## What you will do
Lay out the records from the line containing "Where can the driver" through the line containing "<point>166,92</point>", both included, as a Markdown table with the columns Row and Line. Leave out blank lines.

## Provided material
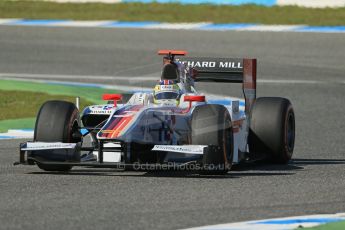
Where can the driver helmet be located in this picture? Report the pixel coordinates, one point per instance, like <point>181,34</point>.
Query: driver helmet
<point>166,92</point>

--

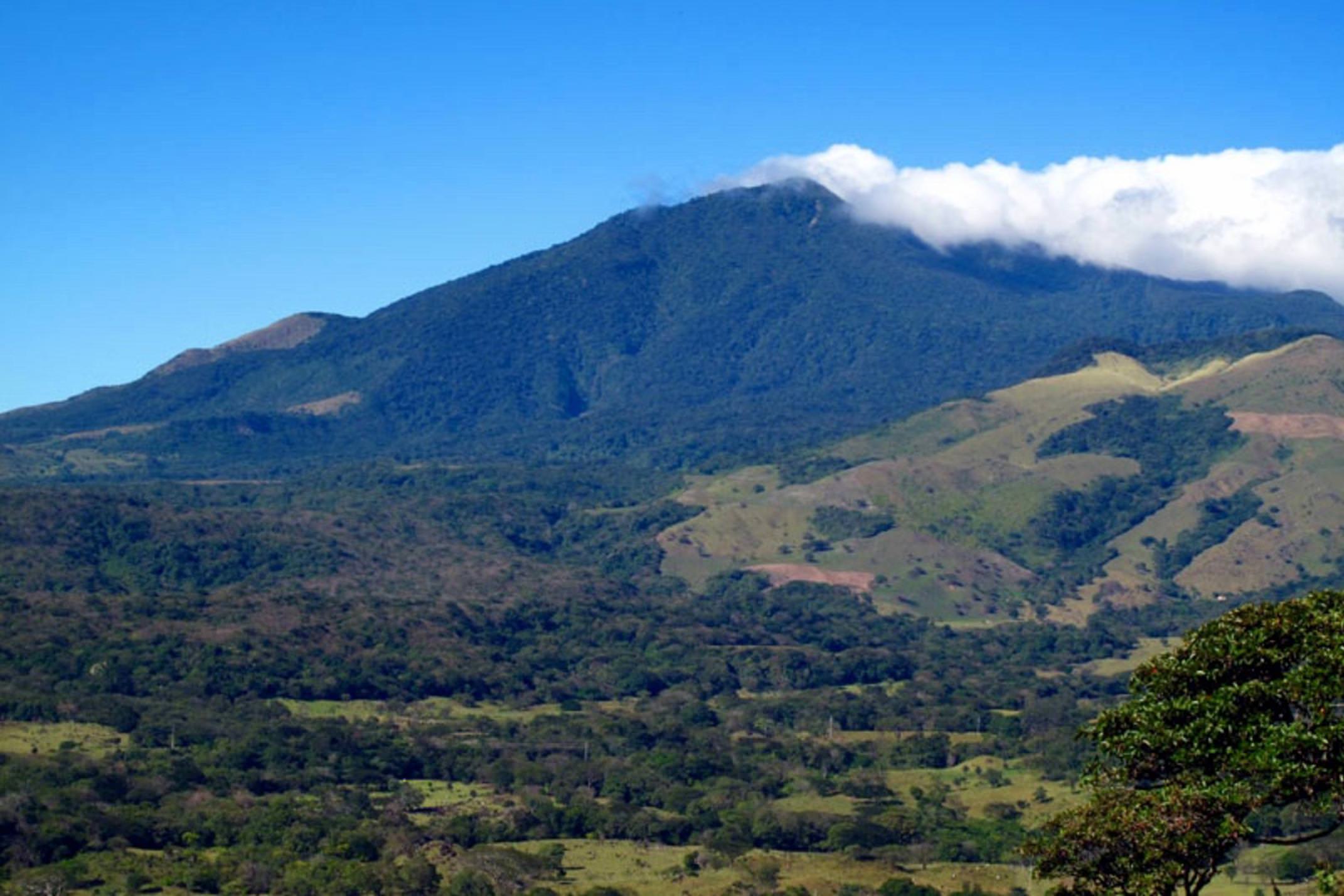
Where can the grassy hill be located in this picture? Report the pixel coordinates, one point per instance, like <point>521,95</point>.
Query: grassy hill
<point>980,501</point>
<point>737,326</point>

## Task output
| Row | Line |
|---|---|
| 1 | Where can the driver helmet be located in this picture? Report the pixel coordinates, one point per instance, like <point>181,34</point>. |
| 2 | Query: driver helmet |
| 3 | <point>166,92</point> |